Excerpted data:
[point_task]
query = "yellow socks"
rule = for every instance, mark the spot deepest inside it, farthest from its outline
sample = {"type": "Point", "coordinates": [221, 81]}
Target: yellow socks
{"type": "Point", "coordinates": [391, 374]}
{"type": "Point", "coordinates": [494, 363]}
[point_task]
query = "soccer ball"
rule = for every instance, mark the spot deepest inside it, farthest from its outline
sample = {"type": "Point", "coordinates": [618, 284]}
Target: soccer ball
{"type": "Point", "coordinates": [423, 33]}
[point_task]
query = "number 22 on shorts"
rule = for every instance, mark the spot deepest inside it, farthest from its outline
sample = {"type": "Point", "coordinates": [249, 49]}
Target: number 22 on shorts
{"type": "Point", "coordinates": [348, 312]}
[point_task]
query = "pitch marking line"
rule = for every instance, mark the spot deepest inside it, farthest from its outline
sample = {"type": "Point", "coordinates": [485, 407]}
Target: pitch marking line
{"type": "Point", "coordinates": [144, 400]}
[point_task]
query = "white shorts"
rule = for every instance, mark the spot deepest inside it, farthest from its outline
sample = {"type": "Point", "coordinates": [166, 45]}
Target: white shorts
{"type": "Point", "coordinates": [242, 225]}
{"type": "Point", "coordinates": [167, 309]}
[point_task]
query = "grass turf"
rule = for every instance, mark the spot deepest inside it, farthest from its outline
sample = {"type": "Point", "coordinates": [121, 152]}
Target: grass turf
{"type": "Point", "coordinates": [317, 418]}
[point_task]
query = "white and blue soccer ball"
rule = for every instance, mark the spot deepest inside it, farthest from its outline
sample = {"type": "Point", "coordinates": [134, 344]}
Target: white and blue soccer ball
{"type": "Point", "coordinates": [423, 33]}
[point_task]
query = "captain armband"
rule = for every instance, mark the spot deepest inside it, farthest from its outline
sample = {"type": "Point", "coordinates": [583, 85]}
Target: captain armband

Goal: Please output every line of the items above as a numbered list, leaving out any blank lines.

Written response:
1. [point_task]
2. query = "yellow socks"
3. rule = for every instance, mark the spot deepest inside it, farthest from its outline
4. sample = {"type": "Point", "coordinates": [221, 81]}
5. Target: yellow socks
6. {"type": "Point", "coordinates": [391, 374]}
7. {"type": "Point", "coordinates": [494, 363]}
8. [point_task]
9. query = "soccer ball"
10. rule = for every instance, mark the spot deepest inside it, farthest from its outline
11. sample = {"type": "Point", "coordinates": [618, 284]}
12. Target: soccer ball
13. {"type": "Point", "coordinates": [423, 33]}
14. [point_task]
15. query = "number 22 on shorts"
16. rule = for every instance, mark the spot deepest inside it, farthest from its outline
17. sample = {"type": "Point", "coordinates": [249, 49]}
18. Target: number 22 on shorts
19. {"type": "Point", "coordinates": [348, 312]}
20. [point_task]
21. query = "pitch marking line"
22. rule = for every instance, mark the spot deepest inside it, farthest from its outline
23. sample = {"type": "Point", "coordinates": [485, 407]}
24. Target: pitch marking line
25. {"type": "Point", "coordinates": [144, 400]}
26. [point_task]
27. query = "white shorts"
28. rule = for every instance, mark the spot deepest inside it, farthest from its outline
29. sample = {"type": "Point", "coordinates": [166, 45]}
30. Target: white shorts
31. {"type": "Point", "coordinates": [242, 225]}
32. {"type": "Point", "coordinates": [167, 309]}
33. [point_task]
34. query = "grass turf"
35. rule = for every instance, mark the spot deepest inside it, farthest from its outline
36. sample = {"type": "Point", "coordinates": [121, 152]}
37. Target: grass turf
38. {"type": "Point", "coordinates": [317, 418]}
39. [point_task]
40. query = "white and blue soccer ball"
41. rule = for every instance, mark the spot deepest inside it, farthest from its outline
42. sample = {"type": "Point", "coordinates": [134, 344]}
43. Target: white and blue soccer ball
44. {"type": "Point", "coordinates": [423, 33]}
45. [point_task]
46. query = "captain armband"
47. rule = for every instance, mark the spot deepest inside it, farthest from its outline
48. sample = {"type": "Point", "coordinates": [583, 85]}
49. Target: captain armband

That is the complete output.